> [Work required] Copy the lines below word for word, without the pictures.

> [Entries shown]
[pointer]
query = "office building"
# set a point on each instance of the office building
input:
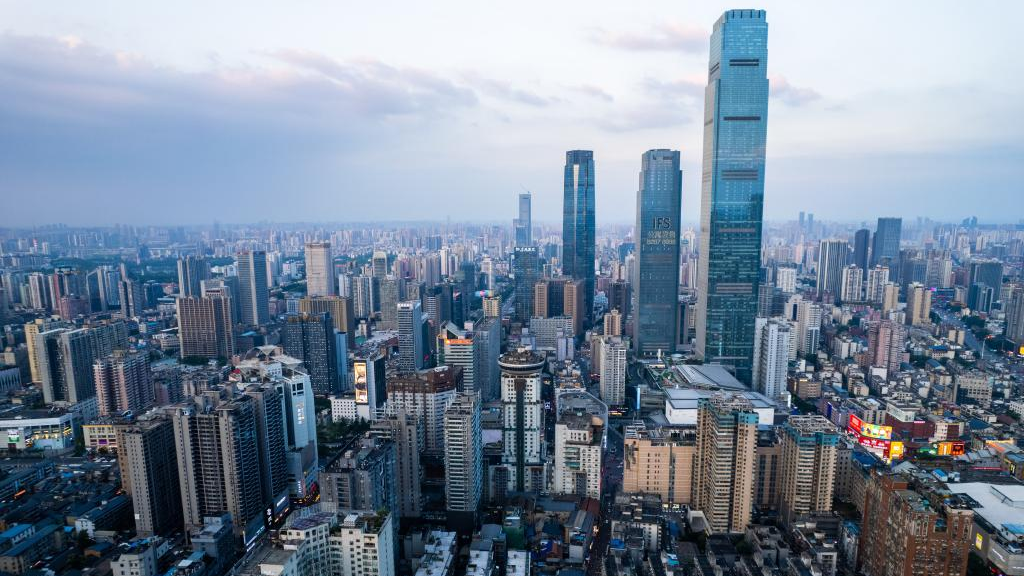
(655, 288)
(463, 455)
(1015, 316)
(852, 284)
(150, 476)
(613, 323)
(612, 371)
(493, 306)
(487, 348)
(732, 191)
(578, 453)
(908, 529)
(219, 464)
(579, 227)
(833, 257)
(885, 247)
(771, 356)
(861, 248)
(370, 384)
(339, 307)
(522, 419)
(523, 224)
(458, 347)
(311, 339)
(407, 432)
(192, 272)
(808, 327)
(254, 296)
(206, 327)
(426, 394)
(320, 270)
(919, 304)
(809, 452)
(878, 277)
(724, 463)
(659, 461)
(412, 348)
(124, 383)
(525, 270)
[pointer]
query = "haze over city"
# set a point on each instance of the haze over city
(337, 112)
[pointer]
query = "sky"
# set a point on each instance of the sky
(178, 113)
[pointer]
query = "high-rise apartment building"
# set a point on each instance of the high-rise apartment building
(771, 356)
(878, 277)
(526, 271)
(364, 544)
(919, 304)
(206, 326)
(320, 270)
(341, 312)
(732, 190)
(412, 348)
(523, 224)
(886, 341)
(522, 419)
(613, 323)
(885, 246)
(219, 464)
(861, 248)
(578, 453)
(579, 228)
(659, 461)
(1015, 316)
(833, 257)
(407, 432)
(311, 338)
(852, 284)
(192, 272)
(426, 394)
(254, 295)
(908, 529)
(463, 455)
(809, 451)
(655, 288)
(612, 372)
(124, 383)
(727, 427)
(150, 475)
(458, 347)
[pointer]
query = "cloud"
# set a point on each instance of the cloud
(669, 37)
(780, 88)
(506, 91)
(92, 134)
(595, 91)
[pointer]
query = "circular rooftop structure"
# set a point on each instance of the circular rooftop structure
(521, 361)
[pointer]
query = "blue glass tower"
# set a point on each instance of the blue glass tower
(732, 190)
(578, 223)
(655, 289)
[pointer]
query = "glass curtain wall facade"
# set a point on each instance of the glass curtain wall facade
(732, 190)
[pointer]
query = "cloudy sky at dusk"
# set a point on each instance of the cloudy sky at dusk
(188, 112)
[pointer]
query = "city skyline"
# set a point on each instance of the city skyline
(306, 115)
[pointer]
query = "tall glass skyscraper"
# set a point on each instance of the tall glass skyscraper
(578, 223)
(732, 190)
(885, 249)
(523, 224)
(655, 290)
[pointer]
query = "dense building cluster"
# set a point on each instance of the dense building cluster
(732, 398)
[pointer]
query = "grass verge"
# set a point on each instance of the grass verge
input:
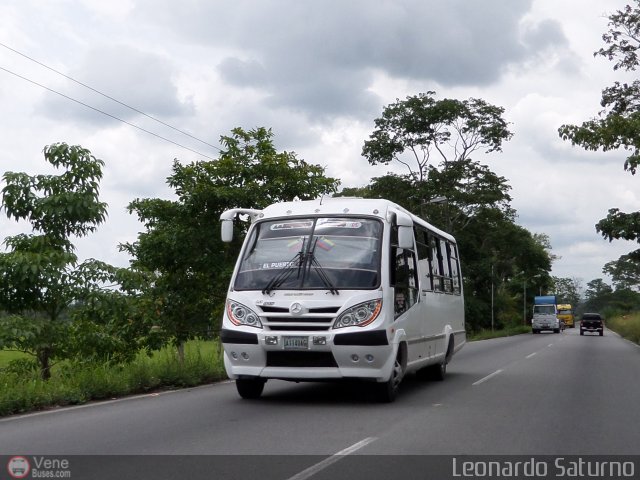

> [Exercise result]
[pointer]
query = "office building"
# set a point on each instance of the office building
input:
(655, 288)
(463, 455)
(1015, 316)
(852, 284)
(150, 476)
(613, 323)
(612, 371)
(493, 306)
(487, 348)
(732, 191)
(578, 453)
(908, 529)
(219, 464)
(579, 227)
(833, 257)
(885, 247)
(771, 356)
(861, 248)
(370, 384)
(339, 307)
(522, 419)
(523, 224)
(458, 347)
(311, 339)
(407, 432)
(192, 272)
(808, 327)
(254, 296)
(206, 327)
(426, 394)
(320, 270)
(919, 304)
(809, 452)
(878, 277)
(724, 463)
(659, 461)
(412, 348)
(124, 383)
(525, 270)
[pointer]
query = "haze over city"
# set a point on each instance of the haze over city
(337, 112)
[pointer]
query = "sky"
# set a point on each instance of the sky
(178, 113)
[pointer]
query = "high-rise apartment building"
# set a point on each instance of the high-rise apartment building
(771, 356)
(878, 277)
(526, 271)
(364, 544)
(919, 304)
(206, 326)
(320, 270)
(341, 312)
(732, 190)
(412, 348)
(523, 224)
(886, 341)
(522, 419)
(613, 323)
(885, 246)
(219, 464)
(861, 248)
(578, 453)
(579, 228)
(659, 461)
(1015, 316)
(833, 257)
(407, 432)
(311, 338)
(852, 284)
(192, 272)
(426, 394)
(254, 295)
(908, 529)
(463, 455)
(809, 451)
(655, 288)
(612, 372)
(124, 383)
(727, 427)
(150, 475)
(458, 347)
[pointer]
query = "cloud"
# set a point on each instance of the cloud
(669, 37)
(780, 88)
(506, 91)
(92, 134)
(595, 91)
[pointer]
query = "circular rooftop structure"
# set a point on each instance of the circular rooftop structure
(521, 361)
[pointer]
query = "blue glass tower"
# set a point on each instance of the blue glass tower
(732, 190)
(578, 223)
(655, 289)
[pointer]
query = "glass curtain wall facade"
# set a point on each instance of the glass curtain wall facade
(732, 190)
[pointer]
query = "cloudy sky at dusk"
# set a point on each instance of the cloudy sky at dusk
(188, 112)
[pointer]
query = "city skyline"
# set a point on each instance of the city skyline
(306, 115)
[pointer]
query = "tall glass skyscraper"
# set a point on each instance of the tall glass skyscraper
(578, 223)
(732, 190)
(885, 249)
(523, 224)
(655, 290)
[pointer]
query = "dense building cluster"
# set a point on each instance of the dense building cluster
(732, 398)
[pointer]
query = "grass verge"
# set a point on each instance of the grass verge
input:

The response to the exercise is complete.